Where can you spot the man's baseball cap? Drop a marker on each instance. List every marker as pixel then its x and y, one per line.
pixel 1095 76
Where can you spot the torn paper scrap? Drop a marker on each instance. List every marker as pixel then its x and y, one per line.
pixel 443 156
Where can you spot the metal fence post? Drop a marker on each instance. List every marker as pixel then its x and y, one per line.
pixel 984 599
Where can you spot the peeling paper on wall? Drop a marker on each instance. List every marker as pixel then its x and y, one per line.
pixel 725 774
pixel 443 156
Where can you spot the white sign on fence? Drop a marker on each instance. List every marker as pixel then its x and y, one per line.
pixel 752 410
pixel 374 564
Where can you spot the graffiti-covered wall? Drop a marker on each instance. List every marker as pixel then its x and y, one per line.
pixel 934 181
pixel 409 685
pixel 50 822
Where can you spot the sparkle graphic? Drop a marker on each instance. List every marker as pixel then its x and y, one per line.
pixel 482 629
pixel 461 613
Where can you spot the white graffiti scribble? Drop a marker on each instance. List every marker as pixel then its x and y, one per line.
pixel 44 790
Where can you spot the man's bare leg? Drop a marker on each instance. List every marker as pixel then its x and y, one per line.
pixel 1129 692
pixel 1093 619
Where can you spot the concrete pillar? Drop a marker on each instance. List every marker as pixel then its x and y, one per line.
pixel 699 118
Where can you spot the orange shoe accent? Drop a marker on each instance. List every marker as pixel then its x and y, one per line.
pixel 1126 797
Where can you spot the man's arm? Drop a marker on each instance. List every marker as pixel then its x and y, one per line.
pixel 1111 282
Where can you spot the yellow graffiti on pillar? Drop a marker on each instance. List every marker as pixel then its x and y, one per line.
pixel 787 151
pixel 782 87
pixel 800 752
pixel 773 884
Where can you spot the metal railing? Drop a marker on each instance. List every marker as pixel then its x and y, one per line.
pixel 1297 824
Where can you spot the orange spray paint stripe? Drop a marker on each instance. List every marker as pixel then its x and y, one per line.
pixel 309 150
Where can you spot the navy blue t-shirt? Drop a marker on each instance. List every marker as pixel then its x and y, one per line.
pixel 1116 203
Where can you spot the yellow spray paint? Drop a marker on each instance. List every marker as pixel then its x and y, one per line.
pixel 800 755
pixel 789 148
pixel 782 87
========================================================================
■ ASSIGNMENT ■
With nothing added or dropped, retype the listing above.

■ EXERCISE OUTPUT ■
Where can you spot the man's baseball cap? Drop a marker on each instance. List every marker as pixel then its x and y, one per line.
pixel 1095 76
Where can you spot the torn paper scrap? Drop a marker on each instance. List every marker as pixel then its x and y, one per line.
pixel 443 156
Where can you spot the metal fence post? Drop a marker on each instance. List every marker as pixel then its x and y, one per line.
pixel 984 599
Where can you spot the peeling paper on wall? Drop a marker on each instance. List every marker as pixel then its x and y, one per line.
pixel 725 774
pixel 443 156
Where can you spot the white sign on fence? Drop a marker on each instance. List every marker as pixel then its x and y, one per line.
pixel 752 410
pixel 374 564
Where can you spot the graffiti-covered wall? Drop a marker on each instance. List every marker as pixel then its x and y, one per line.
pixel 934 181
pixel 409 685
pixel 50 822
Where can you spot the sparkle graphic? Drop a marker on each instance. List every marker as pixel then its x and y, one per line.
pixel 482 629
pixel 461 613
Where can you spot the white graffiti scribble? Drop a marker on each instance. List every marker as pixel then its x and y, one per line.
pixel 44 790
Where can you spot the man's bare leg? Drop a marker on each instance. List every marker as pixel then its x and y, one per line.
pixel 1129 692
pixel 1093 619
Where can you spot the concrete pillar? Drop a marker on each instance. List every marker as pixel then its x and y, one per line.
pixel 699 118
Where can you spot the orange shoe accent? Drop a marker on each instance. List every marker as pixel then its x and y, one per line.
pixel 1126 797
Where can you spot the man's arm? Drop a marker on each instance. List every marker as pixel then its x and y, one per line.
pixel 1111 282
Where can you spot the yellow graffiti on pillar? Drop a marker on each instance. List every marker as pixel then its x and y, one per line.
pixel 787 151
pixel 782 87
pixel 800 752
pixel 773 884
Where can you spot the metal railing? Drop a marker on each instance. List every marker as pixel then its x and y, one per line.
pixel 1297 824
Where can you spot the orange spray paint stripe? Drop a marker on each instance. List every marker as pixel then its x and y, one per line.
pixel 309 150
Where can you spot the navy blue t-shirt? Drop a marker on each instance. List every marker as pixel then its x and y, one per line.
pixel 1116 203
Where can you spot the yellow spray paint? Drop a marker on each instance. List every marker as pixel then its x and y, one per line.
pixel 800 755
pixel 789 148
pixel 782 87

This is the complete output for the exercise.